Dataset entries

========================================================================

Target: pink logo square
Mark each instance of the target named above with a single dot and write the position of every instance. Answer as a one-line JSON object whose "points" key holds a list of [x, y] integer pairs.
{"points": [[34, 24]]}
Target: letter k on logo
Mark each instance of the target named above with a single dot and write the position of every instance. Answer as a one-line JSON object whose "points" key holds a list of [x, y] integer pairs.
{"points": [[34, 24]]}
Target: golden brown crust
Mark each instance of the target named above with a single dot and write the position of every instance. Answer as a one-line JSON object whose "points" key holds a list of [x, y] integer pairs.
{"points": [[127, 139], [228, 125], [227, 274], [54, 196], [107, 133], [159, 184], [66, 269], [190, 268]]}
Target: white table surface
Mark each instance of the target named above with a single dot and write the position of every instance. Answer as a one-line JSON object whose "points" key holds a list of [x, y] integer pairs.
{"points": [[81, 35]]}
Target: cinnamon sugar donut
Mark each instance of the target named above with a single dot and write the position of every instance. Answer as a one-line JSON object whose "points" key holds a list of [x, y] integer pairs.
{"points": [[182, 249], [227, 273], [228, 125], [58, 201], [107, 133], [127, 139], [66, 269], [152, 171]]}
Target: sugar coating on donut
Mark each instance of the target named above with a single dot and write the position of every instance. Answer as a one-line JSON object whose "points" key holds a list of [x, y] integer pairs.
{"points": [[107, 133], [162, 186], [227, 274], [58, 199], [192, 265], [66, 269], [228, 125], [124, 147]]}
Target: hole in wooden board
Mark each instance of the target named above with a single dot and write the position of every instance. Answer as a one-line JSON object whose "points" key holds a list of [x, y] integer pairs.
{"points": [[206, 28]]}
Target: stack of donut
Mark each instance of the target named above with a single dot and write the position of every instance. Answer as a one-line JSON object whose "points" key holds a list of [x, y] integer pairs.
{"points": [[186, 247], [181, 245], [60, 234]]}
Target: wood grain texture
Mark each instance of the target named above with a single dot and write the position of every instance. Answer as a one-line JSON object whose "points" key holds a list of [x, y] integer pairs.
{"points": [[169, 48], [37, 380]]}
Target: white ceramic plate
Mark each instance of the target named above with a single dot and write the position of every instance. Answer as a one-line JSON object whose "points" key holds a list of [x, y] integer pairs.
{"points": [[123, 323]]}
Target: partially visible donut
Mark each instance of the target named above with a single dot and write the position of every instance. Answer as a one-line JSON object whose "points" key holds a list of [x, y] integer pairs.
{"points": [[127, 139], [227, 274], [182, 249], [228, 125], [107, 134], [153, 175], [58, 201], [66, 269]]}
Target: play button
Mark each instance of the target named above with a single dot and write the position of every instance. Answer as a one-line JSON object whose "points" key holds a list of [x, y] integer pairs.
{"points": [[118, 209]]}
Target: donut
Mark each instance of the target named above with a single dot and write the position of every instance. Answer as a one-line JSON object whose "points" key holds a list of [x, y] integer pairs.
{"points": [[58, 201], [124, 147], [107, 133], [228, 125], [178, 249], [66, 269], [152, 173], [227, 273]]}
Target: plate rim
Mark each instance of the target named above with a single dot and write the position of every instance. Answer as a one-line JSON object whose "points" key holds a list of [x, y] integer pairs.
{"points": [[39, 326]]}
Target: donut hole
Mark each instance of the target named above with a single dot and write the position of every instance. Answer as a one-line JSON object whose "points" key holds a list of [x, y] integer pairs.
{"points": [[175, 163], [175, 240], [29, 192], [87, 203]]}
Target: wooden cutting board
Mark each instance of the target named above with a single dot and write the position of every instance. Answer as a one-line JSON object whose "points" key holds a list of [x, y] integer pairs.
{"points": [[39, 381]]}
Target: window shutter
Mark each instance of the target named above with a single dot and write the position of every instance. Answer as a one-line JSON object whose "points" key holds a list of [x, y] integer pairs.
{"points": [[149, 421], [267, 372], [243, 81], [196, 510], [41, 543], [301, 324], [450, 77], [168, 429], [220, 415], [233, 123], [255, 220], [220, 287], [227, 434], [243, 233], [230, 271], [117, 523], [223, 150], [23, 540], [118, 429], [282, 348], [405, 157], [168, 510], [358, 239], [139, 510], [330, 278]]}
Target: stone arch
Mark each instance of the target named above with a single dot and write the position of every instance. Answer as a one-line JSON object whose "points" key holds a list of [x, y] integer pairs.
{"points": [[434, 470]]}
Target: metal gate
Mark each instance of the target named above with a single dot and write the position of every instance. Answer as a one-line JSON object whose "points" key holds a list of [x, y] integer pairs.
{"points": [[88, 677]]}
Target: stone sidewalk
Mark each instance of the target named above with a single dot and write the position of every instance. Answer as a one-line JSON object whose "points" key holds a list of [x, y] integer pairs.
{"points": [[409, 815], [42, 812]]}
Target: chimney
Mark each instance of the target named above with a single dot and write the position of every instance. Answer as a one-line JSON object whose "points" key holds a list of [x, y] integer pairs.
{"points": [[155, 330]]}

========================================================================

**Task instructions**
Pull out the lines of the records word for word, beginning at the line that contains "Target: window shutter" and continuing through the end of the records, with both ends included.

**Response to this exercise**
Target: window shutter
Mark each instance of the target named above with a single dot and write the position of every instance. Answer as a one-line JSON object whose "points" key holds a list of [x, y] integer pairs.
{"points": [[149, 421], [267, 372], [243, 81], [196, 510], [41, 543], [301, 324], [450, 77], [168, 429], [220, 415], [233, 123], [255, 220], [220, 287], [227, 434], [243, 233], [230, 271], [117, 523], [223, 150], [23, 540], [118, 429], [282, 348], [405, 157], [168, 510], [358, 239], [139, 510], [330, 278]]}
Target: stone arch
Mark each instance of the target named above with a single dot and write the position of every instance. Answer as a one-line JSON object whose "points" key holds a list of [x, y] integer pairs.
{"points": [[434, 470]]}
Target: metal gate
Mark each instance of the target named above with a single dot and write the position of every instance. Answer as a one-line JSON object whose "points" key holds a list of [x, y] integer pairs.
{"points": [[88, 677]]}
Target: stone sidewalk
Mark each instance of the target named above with a single dot and write the position of every instance. Answer as a one-line JSON object whose "points" key holds a list of [x, y] integer pairs.
{"points": [[409, 815], [42, 812]]}
Target: chimney
Mark each instance of the target named above with a single dot and write the position of every instance. Answer as a one-line JSON object whose "points" key holds a list of [x, y] integer pairs.
{"points": [[155, 330]]}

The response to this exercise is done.